[Start of Text segment]

The only thing of note is the output format. All Scikit-learn-based KTT models’ test methods are required to output a dictionary with at least four keys. The first one, targets, leads to the labels column. The second one, predictions, contains the model’s selected class names to be compared against targets. The third one, targets_b, is the same as the targets column but binarised (this can be easily done using sklearn’s own facilities). The last one is scores, which are the raw scores from the model before being argmaxed and matched back to label names.

In this implementation, we’ll also output a fifth key, called encodings. As we do not have a separate forward_with_features method as in the example PyTorch model, we chose to include such functionality into this method. Also, we will manually implement it here instead of using Pytorch’s AvgPool layers, just to keep things exclusively sklearn and numpy.

    def test(self, loader, return_encodings=False):
                # We need binarised targets for AU(PRC)
                    y_avg = preprocessing.label_binarize(
                    loader[1],
                    classes=self.pipeline.classes_
                )

[End of Text segment]

**Job a:**
Could you lay out the stretch of entries from the line containing "Please identify the dark" through the line containing "<point>186,226</point>" as a JSON list of strings, one string per line, with blank lines dropped and the pictures left out?
The scikit-learn test-method passage and the entries are unrelated material.

[Start of Data section]

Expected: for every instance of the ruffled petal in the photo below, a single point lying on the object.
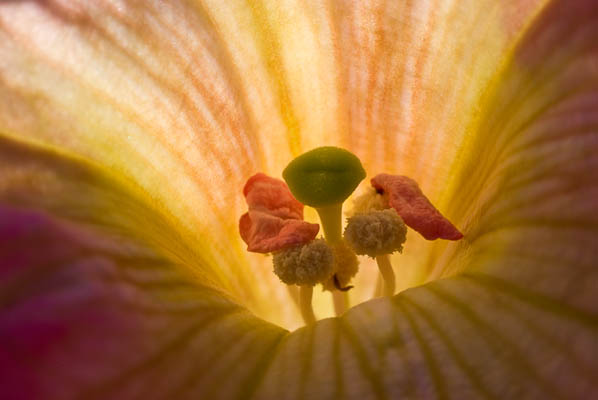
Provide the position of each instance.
(88, 315)
(519, 320)
(275, 217)
(405, 196)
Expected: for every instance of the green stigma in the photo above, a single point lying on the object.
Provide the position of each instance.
(324, 176)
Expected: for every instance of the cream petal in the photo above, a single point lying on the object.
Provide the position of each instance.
(518, 321)
(89, 315)
(189, 99)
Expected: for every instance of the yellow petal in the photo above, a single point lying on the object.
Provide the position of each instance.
(500, 132)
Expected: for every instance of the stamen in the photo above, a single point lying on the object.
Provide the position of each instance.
(323, 178)
(307, 311)
(338, 285)
(387, 274)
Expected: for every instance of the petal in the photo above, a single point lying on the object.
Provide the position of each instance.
(521, 321)
(86, 315)
(405, 196)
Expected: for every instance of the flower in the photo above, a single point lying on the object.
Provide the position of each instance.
(127, 129)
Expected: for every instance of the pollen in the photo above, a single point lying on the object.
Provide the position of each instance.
(308, 264)
(376, 233)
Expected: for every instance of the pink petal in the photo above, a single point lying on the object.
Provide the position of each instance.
(407, 199)
(275, 217)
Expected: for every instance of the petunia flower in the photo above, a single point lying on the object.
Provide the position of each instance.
(128, 127)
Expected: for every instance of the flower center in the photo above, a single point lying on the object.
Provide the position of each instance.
(323, 179)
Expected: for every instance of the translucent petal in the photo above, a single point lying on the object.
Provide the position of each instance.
(496, 117)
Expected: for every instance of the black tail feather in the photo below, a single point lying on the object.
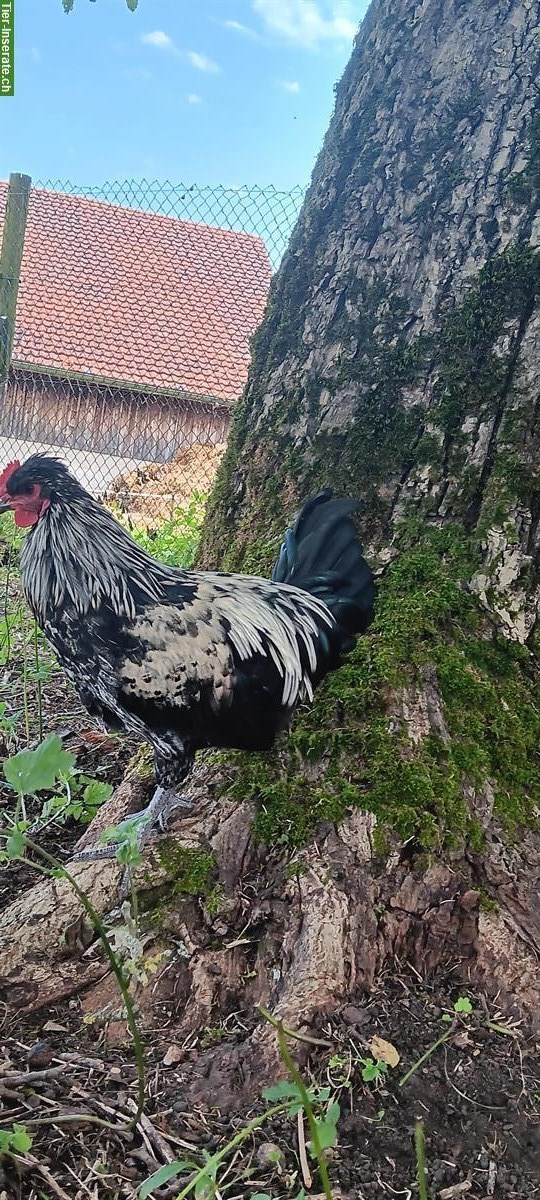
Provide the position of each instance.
(322, 555)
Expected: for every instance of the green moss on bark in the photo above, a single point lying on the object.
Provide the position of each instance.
(363, 756)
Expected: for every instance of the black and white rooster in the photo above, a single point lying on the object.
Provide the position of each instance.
(185, 659)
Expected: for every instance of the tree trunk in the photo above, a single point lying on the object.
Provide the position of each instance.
(397, 363)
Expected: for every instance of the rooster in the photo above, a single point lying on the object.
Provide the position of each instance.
(185, 660)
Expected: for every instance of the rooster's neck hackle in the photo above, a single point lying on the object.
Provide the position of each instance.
(79, 555)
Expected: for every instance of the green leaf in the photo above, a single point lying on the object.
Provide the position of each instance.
(372, 1069)
(462, 1005)
(96, 793)
(35, 771)
(328, 1134)
(16, 844)
(334, 1113)
(282, 1091)
(21, 1140)
(163, 1175)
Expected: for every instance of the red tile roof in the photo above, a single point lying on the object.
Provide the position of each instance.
(136, 298)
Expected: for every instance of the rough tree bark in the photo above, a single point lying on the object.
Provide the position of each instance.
(397, 361)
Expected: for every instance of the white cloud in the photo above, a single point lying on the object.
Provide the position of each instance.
(245, 30)
(310, 23)
(160, 40)
(138, 73)
(201, 63)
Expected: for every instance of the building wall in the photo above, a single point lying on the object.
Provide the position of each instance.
(106, 420)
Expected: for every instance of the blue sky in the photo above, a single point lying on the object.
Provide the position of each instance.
(205, 91)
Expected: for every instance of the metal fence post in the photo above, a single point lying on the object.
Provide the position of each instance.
(15, 226)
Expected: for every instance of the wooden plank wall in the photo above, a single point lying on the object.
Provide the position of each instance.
(106, 420)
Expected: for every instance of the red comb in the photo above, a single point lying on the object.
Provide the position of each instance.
(6, 474)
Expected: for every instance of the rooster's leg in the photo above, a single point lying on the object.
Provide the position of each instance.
(155, 815)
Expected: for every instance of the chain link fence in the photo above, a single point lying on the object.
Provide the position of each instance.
(126, 313)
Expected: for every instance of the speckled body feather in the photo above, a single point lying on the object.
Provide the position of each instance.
(186, 659)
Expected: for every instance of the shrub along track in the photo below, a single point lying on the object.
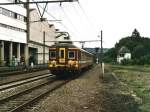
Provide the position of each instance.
(26, 97)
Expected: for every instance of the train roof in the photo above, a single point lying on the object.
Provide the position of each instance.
(69, 45)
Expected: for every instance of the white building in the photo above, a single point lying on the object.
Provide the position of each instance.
(123, 53)
(12, 31)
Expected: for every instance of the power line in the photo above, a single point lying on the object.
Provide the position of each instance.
(35, 2)
(68, 19)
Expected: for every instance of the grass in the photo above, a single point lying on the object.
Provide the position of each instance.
(138, 79)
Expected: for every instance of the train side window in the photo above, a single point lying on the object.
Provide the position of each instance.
(52, 54)
(71, 54)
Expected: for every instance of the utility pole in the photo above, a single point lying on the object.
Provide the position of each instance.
(102, 64)
(101, 47)
(44, 47)
(27, 33)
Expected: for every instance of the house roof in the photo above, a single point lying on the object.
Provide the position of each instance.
(124, 50)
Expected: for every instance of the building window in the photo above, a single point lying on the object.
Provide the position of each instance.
(12, 28)
(52, 54)
(12, 14)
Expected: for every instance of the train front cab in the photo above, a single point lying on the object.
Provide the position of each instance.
(62, 60)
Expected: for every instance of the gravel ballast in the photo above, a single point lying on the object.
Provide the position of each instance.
(89, 93)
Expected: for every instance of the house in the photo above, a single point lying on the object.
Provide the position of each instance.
(123, 53)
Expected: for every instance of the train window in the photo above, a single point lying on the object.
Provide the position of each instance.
(71, 54)
(52, 54)
(61, 53)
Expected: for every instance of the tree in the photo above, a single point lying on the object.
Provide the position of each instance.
(135, 33)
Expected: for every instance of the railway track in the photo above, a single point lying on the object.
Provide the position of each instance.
(16, 102)
(19, 77)
(23, 81)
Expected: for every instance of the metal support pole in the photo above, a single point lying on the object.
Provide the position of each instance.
(102, 64)
(44, 47)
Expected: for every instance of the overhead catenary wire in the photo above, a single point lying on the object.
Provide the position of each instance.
(56, 19)
(65, 14)
(86, 16)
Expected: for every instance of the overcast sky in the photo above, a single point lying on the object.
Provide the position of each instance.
(116, 18)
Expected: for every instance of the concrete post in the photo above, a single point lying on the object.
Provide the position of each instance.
(10, 53)
(2, 53)
(26, 55)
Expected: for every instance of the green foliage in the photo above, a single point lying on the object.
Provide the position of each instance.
(138, 46)
(110, 55)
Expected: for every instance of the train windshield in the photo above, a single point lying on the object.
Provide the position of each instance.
(61, 53)
(71, 54)
(52, 54)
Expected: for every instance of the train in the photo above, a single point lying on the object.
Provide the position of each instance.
(68, 58)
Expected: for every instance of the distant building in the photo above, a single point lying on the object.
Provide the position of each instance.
(123, 53)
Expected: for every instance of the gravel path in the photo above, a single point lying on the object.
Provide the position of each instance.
(89, 94)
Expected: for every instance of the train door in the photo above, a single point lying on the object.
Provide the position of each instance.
(62, 52)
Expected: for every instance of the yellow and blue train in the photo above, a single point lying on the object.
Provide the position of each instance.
(66, 57)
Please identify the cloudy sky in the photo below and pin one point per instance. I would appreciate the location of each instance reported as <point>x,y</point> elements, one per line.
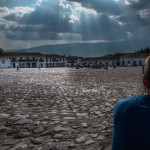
<point>29,23</point>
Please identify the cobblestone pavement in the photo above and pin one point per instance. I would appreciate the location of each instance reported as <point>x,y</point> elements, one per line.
<point>62,108</point>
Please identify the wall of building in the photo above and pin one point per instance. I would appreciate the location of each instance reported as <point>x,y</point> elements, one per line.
<point>5,62</point>
<point>132,61</point>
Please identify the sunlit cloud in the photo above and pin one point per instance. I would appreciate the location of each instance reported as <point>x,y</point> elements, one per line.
<point>144,13</point>
<point>130,35</point>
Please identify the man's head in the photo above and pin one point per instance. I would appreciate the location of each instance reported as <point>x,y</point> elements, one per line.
<point>146,77</point>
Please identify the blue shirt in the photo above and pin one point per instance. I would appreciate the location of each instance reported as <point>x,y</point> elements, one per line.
<point>131,118</point>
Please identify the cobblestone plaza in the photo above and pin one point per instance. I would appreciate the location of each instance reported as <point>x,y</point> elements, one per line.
<point>62,108</point>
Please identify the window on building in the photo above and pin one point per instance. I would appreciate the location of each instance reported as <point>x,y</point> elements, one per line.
<point>134,63</point>
<point>3,61</point>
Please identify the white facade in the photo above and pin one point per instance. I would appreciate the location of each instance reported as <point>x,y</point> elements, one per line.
<point>34,60</point>
<point>5,62</point>
<point>132,61</point>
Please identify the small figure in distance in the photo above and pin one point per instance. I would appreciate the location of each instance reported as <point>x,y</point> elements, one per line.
<point>18,68</point>
<point>39,66</point>
<point>131,119</point>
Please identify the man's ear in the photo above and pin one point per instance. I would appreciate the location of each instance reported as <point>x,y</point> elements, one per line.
<point>144,80</point>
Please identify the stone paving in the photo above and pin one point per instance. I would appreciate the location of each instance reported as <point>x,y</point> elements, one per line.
<point>62,108</point>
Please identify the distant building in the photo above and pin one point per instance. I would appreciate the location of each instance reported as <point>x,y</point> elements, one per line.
<point>34,60</point>
<point>132,59</point>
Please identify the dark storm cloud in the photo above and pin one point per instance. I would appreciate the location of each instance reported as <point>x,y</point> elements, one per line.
<point>11,17</point>
<point>101,6</point>
<point>16,3</point>
<point>51,20</point>
<point>141,4</point>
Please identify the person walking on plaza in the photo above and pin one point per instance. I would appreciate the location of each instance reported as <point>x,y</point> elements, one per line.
<point>18,68</point>
<point>131,118</point>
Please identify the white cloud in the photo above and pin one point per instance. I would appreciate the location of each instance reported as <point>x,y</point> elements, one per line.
<point>144,13</point>
<point>130,34</point>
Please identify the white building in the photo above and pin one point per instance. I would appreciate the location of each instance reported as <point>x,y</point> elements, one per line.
<point>34,60</point>
<point>132,59</point>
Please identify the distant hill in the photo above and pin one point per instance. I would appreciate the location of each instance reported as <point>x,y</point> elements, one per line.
<point>87,49</point>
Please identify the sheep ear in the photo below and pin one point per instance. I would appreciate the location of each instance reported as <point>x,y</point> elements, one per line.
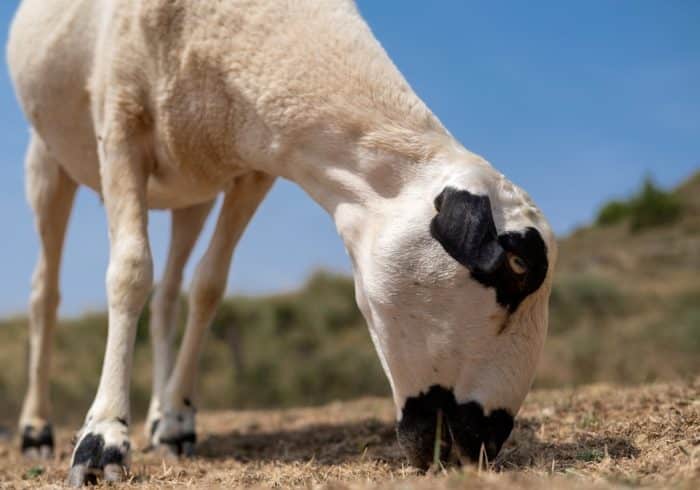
<point>465,228</point>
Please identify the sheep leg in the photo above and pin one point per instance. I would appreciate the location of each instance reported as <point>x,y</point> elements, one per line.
<point>103,447</point>
<point>176,431</point>
<point>50,193</point>
<point>186,226</point>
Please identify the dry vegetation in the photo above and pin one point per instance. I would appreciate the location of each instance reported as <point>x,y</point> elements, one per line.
<point>625,311</point>
<point>599,436</point>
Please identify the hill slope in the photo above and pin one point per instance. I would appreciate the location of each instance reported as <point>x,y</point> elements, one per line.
<point>625,308</point>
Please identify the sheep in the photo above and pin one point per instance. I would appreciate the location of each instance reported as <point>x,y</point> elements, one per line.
<point>168,103</point>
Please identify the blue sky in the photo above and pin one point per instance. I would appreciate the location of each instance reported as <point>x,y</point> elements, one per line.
<point>574,101</point>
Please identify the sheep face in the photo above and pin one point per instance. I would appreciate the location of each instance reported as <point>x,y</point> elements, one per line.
<point>455,288</point>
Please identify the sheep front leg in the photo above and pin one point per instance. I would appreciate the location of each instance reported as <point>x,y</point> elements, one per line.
<point>103,446</point>
<point>176,431</point>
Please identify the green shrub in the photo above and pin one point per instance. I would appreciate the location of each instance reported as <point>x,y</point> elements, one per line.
<point>649,207</point>
<point>575,297</point>
<point>613,213</point>
<point>653,207</point>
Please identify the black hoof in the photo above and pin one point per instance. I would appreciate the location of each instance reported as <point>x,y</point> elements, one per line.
<point>37,443</point>
<point>92,460</point>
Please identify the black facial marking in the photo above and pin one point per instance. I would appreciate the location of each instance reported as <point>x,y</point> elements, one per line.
<point>465,228</point>
<point>31,438</point>
<point>464,424</point>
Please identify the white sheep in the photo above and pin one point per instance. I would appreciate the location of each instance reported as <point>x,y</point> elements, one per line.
<point>167,103</point>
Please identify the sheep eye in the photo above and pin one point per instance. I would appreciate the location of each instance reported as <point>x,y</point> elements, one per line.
<point>517,264</point>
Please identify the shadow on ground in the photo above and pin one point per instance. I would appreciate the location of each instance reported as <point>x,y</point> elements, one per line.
<point>373,439</point>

[End of Data section]

**Job b:**
Could you carry on writing the scikit-learn test-method passage from its last line?

**Exercise result a:**
[
  "Please identify the dark storm cloud in the photo above and pin one point per instance. I would appreciate the location of each instance reported as <point>x,y</point> elements, one per line.",
  "<point>11,17</point>",
  "<point>101,6</point>",
  "<point>16,3</point>",
  "<point>51,20</point>",
  "<point>141,4</point>",
  "Please identify the person walking on plaza in the photo above and pin one point per instance. I would appreciate the location of each instance reported as <point>x,y</point> elements, one per line.",
  "<point>18,68</point>",
  "<point>131,118</point>",
  "Please identify the white cloud in the photo above and pin one point per instance. I would appreciate the location of each instance reported as <point>x,y</point> elements, one per line.",
  "<point>144,13</point>",
  "<point>130,34</point>",
  "Please identify the white building in the photo above and pin one point per instance. I would appreciate the location of each instance reported as <point>x,y</point> elements, one per line.",
  "<point>34,60</point>",
  "<point>132,59</point>",
  "Please identify the distant hill in the photo above and pin one point per instance. I would appreciate the location of each instance reported as <point>x,y</point> elements, one per line.",
  "<point>87,49</point>",
  "Please identify the sheep ear in the photo below and pin one point per instance. I would appreciate the location of each instance reported as <point>x,y</point> elements, one per line.",
  "<point>465,228</point>",
  "Please identify the sheep leg in the photo above and pin one point per instance. I would appreciate the location of each instance reported as <point>x,y</point> elements, one per line.",
  "<point>103,447</point>",
  "<point>176,431</point>",
  "<point>50,193</point>",
  "<point>186,226</point>"
]

**Exercise result b:**
                # Separately run each stage so we can extract the feature vectors
                tfidf_encoding = self.pipeline.steps[0][1].transform(loader[0])
                scores = self.pipeline.steps[1][1].predict_proba(tfidf_encoding)
                predictions = [
                    self.pipeline.classes_[i]
                    for i in np.argmax(scores, axis=1)
                ]

                res = {
                    'targets': loader[1],
                    'targets_b': y_avg,
                    'predictions': predictions,
                    'scores': scores,
                }
                if return_encodings:
                    pooled_feature_size = len(self.pipeline.steps[0][1].vocabulary_) \
                        // REFERENCE_SET_FEATURE_POOL
                    # Average-pool encodings
                    tfidf_encoding_dense = tfidf_encoding.toarray()
                    res['encodings'] = np.array([
                        [
                            np.average(
                                tfidf_encoding_dense[
                                    j,
                                    i*REFERENCE_SET_FEATURE_POOL:
                                    min((i+1)*REFERENCE_SET_FEATURE_POOL, len(scores))
                                ]
                            )
                            for i in range(0, pooled_feature_size)
                        ]
                        for j in range(tfidf_encoding_dense.shape[0])
                    ])
                return res

`gen_reference_set`

This is where we generate the reference dataset for production-time model performance monitoring.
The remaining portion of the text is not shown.